- [Source passage]:
━━━━━━━━━━━━━━━━

The favourite role of Robert Redford’s entire career: “Playing the outlaw”

From becoming a Hollywood icon to creating the Sundance Film Festival, it’s hard to quantify the many accolades Robert Redford has achieved throughout his career. Although he helped start Sundance and has moonlighted as a director, the most remarkable aspect of his career is the number of legendary titles in which he has starred as an actor.

Redford made his feature-length debut in the 1962 war drama War Hunt alongside Charles Aidman and John Saxon. Hailed as one of the titles of the year, the project opened the doors up for more memorable pictures of his career. One of these ensuing highlights came in 1965’s drama Inside Daisy Clover, in which Redford starred with Natalie Wood and eventually won a Golden Globe for ‘Best New Star’.

━━━━━━━━━━━━━━━━

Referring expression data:
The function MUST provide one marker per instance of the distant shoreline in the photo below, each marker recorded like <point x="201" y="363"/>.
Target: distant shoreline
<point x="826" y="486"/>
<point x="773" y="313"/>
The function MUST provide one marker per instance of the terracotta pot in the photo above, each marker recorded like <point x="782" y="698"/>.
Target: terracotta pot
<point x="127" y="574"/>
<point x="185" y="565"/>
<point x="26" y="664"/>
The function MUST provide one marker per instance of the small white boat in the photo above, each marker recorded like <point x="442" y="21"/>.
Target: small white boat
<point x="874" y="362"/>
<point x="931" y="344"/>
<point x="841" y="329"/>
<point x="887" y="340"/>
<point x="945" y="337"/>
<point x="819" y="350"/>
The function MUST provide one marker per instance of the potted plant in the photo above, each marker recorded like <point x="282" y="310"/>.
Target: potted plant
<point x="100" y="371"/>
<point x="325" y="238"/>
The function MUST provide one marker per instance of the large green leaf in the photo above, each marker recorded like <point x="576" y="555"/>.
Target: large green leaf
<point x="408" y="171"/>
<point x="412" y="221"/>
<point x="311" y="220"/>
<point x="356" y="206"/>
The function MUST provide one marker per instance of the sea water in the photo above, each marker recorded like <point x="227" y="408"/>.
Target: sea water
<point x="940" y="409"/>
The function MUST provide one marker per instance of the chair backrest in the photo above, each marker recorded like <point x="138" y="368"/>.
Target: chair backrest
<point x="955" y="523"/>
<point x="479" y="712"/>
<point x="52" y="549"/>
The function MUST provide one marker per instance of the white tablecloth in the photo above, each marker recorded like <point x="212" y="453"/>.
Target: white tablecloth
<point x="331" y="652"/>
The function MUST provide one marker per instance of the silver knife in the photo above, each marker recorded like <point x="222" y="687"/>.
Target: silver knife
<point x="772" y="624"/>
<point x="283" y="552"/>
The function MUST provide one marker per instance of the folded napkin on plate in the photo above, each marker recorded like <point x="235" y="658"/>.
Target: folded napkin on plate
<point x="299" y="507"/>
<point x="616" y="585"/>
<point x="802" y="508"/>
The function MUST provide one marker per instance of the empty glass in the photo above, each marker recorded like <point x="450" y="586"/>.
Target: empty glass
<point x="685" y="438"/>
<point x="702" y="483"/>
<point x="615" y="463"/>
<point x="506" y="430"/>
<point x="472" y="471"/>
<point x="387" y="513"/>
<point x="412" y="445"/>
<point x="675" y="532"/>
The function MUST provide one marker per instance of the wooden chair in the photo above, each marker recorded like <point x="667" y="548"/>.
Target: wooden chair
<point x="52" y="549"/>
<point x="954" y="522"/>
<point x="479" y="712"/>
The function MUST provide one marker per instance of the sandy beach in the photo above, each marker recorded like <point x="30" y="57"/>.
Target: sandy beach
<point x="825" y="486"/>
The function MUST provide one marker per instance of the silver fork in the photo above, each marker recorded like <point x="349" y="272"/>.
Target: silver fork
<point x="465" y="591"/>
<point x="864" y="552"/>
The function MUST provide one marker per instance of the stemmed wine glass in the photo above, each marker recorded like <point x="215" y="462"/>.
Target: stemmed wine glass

━━━━━━━━━━━━━━━━

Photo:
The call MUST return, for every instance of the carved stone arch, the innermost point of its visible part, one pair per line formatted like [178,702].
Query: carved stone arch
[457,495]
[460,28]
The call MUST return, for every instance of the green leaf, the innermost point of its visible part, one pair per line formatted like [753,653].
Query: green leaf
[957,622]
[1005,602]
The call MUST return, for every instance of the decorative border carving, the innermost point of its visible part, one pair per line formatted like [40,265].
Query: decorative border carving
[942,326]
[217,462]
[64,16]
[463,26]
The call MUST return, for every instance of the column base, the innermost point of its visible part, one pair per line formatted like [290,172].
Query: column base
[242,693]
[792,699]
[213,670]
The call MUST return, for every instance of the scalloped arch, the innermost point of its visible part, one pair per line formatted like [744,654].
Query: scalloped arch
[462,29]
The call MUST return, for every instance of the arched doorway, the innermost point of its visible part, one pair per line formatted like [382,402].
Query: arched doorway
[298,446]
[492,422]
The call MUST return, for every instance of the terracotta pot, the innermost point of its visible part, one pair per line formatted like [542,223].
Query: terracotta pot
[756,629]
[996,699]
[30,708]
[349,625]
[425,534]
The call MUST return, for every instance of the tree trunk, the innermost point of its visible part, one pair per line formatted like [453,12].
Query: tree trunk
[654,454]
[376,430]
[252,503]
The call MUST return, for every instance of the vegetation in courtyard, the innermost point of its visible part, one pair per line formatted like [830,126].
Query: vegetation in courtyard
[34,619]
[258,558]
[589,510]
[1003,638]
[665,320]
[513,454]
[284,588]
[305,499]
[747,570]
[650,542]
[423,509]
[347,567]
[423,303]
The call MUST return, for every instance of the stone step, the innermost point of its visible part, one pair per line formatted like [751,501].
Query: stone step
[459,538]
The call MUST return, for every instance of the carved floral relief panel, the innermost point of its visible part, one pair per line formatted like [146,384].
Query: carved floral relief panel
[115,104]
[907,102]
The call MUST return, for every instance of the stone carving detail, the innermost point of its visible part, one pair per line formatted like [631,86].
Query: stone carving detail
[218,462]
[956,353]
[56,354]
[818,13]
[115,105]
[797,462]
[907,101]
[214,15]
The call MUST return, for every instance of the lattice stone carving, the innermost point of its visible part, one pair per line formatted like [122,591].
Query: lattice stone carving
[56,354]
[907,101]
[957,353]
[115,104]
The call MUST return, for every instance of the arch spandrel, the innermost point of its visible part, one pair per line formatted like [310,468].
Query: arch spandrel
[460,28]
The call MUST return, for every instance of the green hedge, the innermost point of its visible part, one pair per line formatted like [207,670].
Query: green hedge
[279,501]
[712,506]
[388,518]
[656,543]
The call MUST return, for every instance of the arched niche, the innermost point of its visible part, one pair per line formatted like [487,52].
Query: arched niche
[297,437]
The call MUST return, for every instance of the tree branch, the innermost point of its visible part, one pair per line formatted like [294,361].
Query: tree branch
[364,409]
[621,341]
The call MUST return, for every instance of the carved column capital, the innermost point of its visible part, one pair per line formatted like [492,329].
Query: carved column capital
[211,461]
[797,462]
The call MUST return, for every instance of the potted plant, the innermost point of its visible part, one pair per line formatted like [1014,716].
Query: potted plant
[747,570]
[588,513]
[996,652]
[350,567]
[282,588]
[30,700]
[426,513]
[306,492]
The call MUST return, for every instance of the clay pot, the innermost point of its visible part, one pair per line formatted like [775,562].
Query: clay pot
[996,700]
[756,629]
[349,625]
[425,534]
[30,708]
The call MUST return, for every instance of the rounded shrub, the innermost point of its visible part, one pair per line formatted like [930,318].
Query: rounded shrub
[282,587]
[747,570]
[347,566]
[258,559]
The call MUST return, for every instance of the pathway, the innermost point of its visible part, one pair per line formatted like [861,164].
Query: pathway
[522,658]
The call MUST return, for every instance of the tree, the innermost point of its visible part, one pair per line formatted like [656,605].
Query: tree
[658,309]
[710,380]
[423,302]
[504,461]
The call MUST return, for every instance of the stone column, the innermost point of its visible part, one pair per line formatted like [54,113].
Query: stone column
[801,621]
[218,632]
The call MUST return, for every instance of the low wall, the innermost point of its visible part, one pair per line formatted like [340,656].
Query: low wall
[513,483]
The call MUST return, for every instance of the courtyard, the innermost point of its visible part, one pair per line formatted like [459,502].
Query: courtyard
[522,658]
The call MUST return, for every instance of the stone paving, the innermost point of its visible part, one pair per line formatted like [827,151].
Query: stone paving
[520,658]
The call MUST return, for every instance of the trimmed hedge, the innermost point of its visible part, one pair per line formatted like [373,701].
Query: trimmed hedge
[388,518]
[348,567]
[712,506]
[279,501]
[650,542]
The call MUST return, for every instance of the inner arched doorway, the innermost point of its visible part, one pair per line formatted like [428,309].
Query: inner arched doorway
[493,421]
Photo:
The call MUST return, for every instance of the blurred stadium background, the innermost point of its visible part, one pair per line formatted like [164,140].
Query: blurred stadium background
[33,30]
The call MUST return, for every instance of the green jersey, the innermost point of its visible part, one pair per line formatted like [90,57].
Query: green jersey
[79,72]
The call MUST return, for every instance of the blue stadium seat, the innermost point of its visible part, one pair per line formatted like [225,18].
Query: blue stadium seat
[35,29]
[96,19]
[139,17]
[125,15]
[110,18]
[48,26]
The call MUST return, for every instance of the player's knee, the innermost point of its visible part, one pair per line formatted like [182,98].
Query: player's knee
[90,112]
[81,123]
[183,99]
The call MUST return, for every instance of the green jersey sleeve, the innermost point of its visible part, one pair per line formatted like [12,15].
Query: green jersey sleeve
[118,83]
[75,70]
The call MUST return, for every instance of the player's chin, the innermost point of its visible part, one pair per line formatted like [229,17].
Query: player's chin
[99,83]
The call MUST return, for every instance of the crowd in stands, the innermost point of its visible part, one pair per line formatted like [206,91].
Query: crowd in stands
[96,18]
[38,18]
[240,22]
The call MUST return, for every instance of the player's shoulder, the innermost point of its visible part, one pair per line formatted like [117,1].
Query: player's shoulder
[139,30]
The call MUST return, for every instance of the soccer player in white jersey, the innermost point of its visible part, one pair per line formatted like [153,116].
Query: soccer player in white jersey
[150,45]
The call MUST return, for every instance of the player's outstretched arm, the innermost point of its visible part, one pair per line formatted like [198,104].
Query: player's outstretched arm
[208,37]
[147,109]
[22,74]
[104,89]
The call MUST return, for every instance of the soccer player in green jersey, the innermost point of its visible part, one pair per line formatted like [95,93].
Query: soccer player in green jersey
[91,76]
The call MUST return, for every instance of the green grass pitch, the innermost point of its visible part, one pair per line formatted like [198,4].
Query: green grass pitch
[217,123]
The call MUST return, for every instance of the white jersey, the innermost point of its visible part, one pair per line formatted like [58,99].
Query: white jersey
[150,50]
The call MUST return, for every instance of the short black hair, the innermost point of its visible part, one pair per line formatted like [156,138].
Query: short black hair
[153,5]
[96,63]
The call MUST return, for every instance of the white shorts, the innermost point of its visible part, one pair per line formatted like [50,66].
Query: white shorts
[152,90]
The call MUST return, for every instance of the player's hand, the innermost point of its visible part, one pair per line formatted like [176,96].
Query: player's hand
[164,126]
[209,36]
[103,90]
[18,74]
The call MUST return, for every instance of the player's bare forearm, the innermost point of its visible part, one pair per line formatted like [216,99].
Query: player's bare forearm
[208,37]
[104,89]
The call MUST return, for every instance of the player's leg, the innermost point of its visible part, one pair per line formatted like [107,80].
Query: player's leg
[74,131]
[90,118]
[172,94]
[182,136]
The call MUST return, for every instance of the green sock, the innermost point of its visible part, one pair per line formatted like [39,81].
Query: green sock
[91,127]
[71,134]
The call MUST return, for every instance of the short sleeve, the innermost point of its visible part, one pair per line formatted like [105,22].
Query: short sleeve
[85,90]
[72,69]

━━━━━━━━━━━━━━━━

- [Explore the material]:
#1 In the Robert Redford article, rewrite the paragraph beginning "Redford made his feature-length debut" as a short bulleted list that keeps its main facts.
#2 According to the Robert Redford article, which film festival did Redford help create?
#3 Proceed with the Robert Redford article, picking up after its final sentence.

- [Results]:
#1
- Redford's feature-length debut was the 1962 war drama War Hunt, with Charles Aidman and John Saxon.
- War Hunt was hailed as one of the titles of the year and opened the door to more memorable pictures.
- A later highlight was the 1965 drama Inside Daisy Clover, co-starring Natalie Wood.
- For it, Redford won a Golden Globe for 'Best New Star'.

#2 The Sundance Film Festival.

#3
Arguably the defining moment of Redford’s acting career, however, came in 1969 when he featured alongside Paul Newman in Butch Cassidy and the Sundance Kid. Redford played Harry Longabaugh, ‘The Sundance Kid’ in the western buddy adventure, with it such a tremendous success that it certified him as a major Hollywood star. While revisionist takes on the movie have been mixed, looking at it in the context of the era, Butch Cassidy was a significant cinematic moment.

After that, Redford continued this purple patch, starring in Sydney Pollack’s critically acclaimed 1972 western Jeremiah Johnson, before enjoying the greatest hit of his career, the crime blockbuster, The Sting, the following year. For his work in the 1936-set work, he was nominated for ‘Best Actor’ at the Academy Awards.

That same year, he also starred alongside Barbara Streisand in the romantic drama, The Way We Were, which spawned the ubiquitous hit song of the same name. Since then, some of the other masterworks of Redford’s CV have come in the form of The Great Gatsby, Three Days of the Condor, All the President’s Men, and A Bridge Too Far.

Given his extensive CV and the many highlights it boasts, for a long time, fans have sought to know which Robert Redford role is his favourite. Unsurprisingly, it comes as ‘The Sundance Kid’ in Butch Cassidy. He told ET in 2015: “Butch Cassidy — that was my favourite role, playing the outlaw”.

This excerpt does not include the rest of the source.